● **Exercícios propostos**:
**a)** Como fica em inglês a frase «Segundo ele, dada a sua autoridade e posição, sua “esposa não deve estar nem sob suspeita”.», do artigo sobre a mulher de César?
**b)** Extraia do artigo, sem alterar nada, o trecho que começa pelas palavras que contêm "Recentemente, Antonio Nucifora, economista-chefe" e termina em "cidadãos menos privilegiados¹.".
**c)** Pode continuar o artigo sobre a importância do exemplo moral nas instituições a partir do ponto em que ele termina?

● **Artigo**:
☆ ☆ ☆
Em 62 a.C., Júlio César, pontífice máximo da religião romana, decidiu se divorciar de sua esposa, Pompeia, após episódio que trouxe dúvida sobre o seu comportamento. Segundo ele, dada a sua autoridade e posição, sua “esposa não deve estar nem sob suspeita”. Isso deu origem ao provérbio de que “À mulher de César não basta ser honesta, deve parecer honesta.”.
Recentemente, Antonio Nucifora, economista-chefe do Banco Mundial para o Brasil, nos falou sobre a necessidade que o País tem de exemplos de liderança moral ao desaprovar a recente decisão dos membros do STF, de aumentar os próprios salários, com reflexos para outros servidores, iniciativa havida como moralmente controversa por partir dos mais bem pagos servidores públicos, integrantes do grupo dos mais ricos em um momento de aperto para todos os cidadãos menos privilegiados¹.
Os dois casos, separados por milhares de anos, têm em comum, essencialmente, destacar a importância da aparência e do exemplo como elementos para a construção de uma percepção mais lisonjeira das nossas instituições e dos seus integrantes, com evidentes reflexos na cultura social.
☆ ☆ ☆
● **Dados exibidos**:
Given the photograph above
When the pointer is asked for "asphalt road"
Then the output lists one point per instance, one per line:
☆ ☆ ☆
● **Respostas por exercício**:
**a)** According to him, given his authority and position, his "wife should not even be under suspicion."

**b)**
Recentemente, Antonio Nucifora, economista-chefe do Banco Mundial para o Brasil, nos falou sobre a necessidade que o País tem de exemplos de liderança moral ao desaprovar a recente decisão dos membros do STF, de aumentar os próprios salários, com reflexos para outros servidores, iniciativa havida como moralmente controversa por partir dos mais bem pagos servidores públicos, integrantes do grupo dos mais ricos em um momento de aperto para todos os cidadãos menos privilegiados¹.

**c)**
Sem essa força do exemplo e da coerência com elevados padrões de ética, de combate ao patrimonialismo e ao salve-se quem puder, jamais teremos avanços para vencer a corrupção sistêmica que destrói o nosso País e desalenta os cidadãos.
A situação do STF ainda piora, pois na sequência o INSS decidiu recorrer de decisão do STJ que garantiu aos aposentados que precisam de cuidadores, de forma comprovada, um acréscimo de 25% no valor dos proventos.
É claro que nesse caso há obrigação do INSS recorrer, mas para a sociedade fica a incoerência do Governo estar prestes a acatar o (auto)aumento ao STF e demais carreiras jurídicas, enquanto os pobres e desvalidos aposentados, aos milhares, têm o direito contestado.
Há, pois, uma clara oportunidade de avanço nos nossos modelos institucionais, que ao perpetuar várias mazelas comprometem o decoro de poderes, dirigentes, parlamentares, governos e entes estatais em decorrência da existência de conflito de interesses concreto ou aparente.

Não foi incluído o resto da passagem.